---------- EXERCISE INPUTS ----------
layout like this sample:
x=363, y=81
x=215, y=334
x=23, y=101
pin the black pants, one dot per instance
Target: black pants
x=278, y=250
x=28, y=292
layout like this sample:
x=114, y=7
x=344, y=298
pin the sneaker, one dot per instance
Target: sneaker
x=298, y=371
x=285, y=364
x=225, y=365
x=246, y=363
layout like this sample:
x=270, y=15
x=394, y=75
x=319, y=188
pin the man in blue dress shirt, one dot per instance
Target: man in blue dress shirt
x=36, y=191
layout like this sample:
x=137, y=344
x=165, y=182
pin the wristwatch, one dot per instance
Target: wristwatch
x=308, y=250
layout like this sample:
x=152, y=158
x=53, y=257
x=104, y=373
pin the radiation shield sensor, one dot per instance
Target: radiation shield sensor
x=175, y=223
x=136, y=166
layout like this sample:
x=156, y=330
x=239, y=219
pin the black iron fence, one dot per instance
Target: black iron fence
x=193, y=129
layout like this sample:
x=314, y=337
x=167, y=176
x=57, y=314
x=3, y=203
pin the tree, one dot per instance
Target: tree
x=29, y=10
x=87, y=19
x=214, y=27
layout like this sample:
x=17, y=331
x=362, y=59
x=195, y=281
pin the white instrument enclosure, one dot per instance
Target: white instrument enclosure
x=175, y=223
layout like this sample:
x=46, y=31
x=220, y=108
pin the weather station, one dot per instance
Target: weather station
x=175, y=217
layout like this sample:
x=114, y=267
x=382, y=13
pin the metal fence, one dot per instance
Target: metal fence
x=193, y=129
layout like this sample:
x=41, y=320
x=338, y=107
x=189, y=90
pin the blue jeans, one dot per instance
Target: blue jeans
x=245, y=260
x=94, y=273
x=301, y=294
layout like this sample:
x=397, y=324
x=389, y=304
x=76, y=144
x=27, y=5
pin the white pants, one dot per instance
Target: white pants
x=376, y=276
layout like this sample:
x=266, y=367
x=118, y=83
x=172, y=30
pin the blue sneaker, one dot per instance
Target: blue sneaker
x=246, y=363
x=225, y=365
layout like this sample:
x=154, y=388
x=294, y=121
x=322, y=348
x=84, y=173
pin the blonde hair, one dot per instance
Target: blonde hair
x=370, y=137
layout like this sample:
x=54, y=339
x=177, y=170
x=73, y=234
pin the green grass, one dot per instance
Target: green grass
----------
● **WHAT YOU WILL DO**:
Extract all of the material exactly as it is written.

● **TASK RESULT**:
layout like this sample:
x=363, y=81
x=215, y=334
x=23, y=101
pin the black pants, one dot per instance
Target: black pants
x=278, y=250
x=28, y=292
layout like this sample:
x=114, y=7
x=344, y=298
pin the sneaker, one dot per instance
Target: sneaker
x=298, y=371
x=285, y=364
x=225, y=365
x=246, y=363
layout like this sample:
x=270, y=15
x=394, y=75
x=319, y=188
pin the man in blue dress shirt, one dot per instance
Target: man in blue dress shirt
x=36, y=191
layout like this sample:
x=137, y=344
x=165, y=182
pin the wristwatch, one dot per instance
Target: wristwatch
x=308, y=250
layout like this sample:
x=152, y=158
x=53, y=257
x=104, y=373
pin the radiation shield sensor, one dot per instance
Target: radiation shield sensor
x=175, y=223
x=136, y=166
layout like this sample:
x=156, y=330
x=239, y=219
pin the black iron fence, one dot per instance
Target: black iron fence
x=193, y=129
layout like this sample:
x=314, y=337
x=167, y=176
x=57, y=314
x=3, y=203
pin the tree, one dot per instance
Target: tree
x=29, y=10
x=87, y=19
x=214, y=27
layout like this sample:
x=17, y=331
x=362, y=59
x=195, y=281
pin the white instrument enclosure, one dot per instance
Target: white instrument enclosure
x=175, y=223
layout like this sample:
x=46, y=31
x=220, y=108
pin the weather station, one dot per instance
Target: weather station
x=175, y=217
layout like this sample:
x=114, y=267
x=382, y=13
pin the metal fence, one dot per instance
Target: metal fence
x=193, y=129
layout like this sample:
x=41, y=320
x=338, y=107
x=189, y=90
pin the blue jeans, one dot per instance
Target: blue jeans
x=245, y=260
x=94, y=273
x=301, y=294
layout like this sample:
x=397, y=324
x=389, y=304
x=76, y=144
x=27, y=5
pin the white pants, one dot per instance
Target: white pants
x=376, y=276
layout like this sample:
x=266, y=367
x=118, y=83
x=172, y=30
pin the blue sneaker, one dot per instance
Target: blue sneaker
x=246, y=363
x=225, y=365
layout like this sample:
x=154, y=388
x=294, y=121
x=322, y=348
x=84, y=173
pin the blonde hair, one dot per instance
Target: blonde hair
x=370, y=137
layout like this sample:
x=54, y=339
x=177, y=170
x=73, y=234
pin the green grass, one dot per instance
Target: green grass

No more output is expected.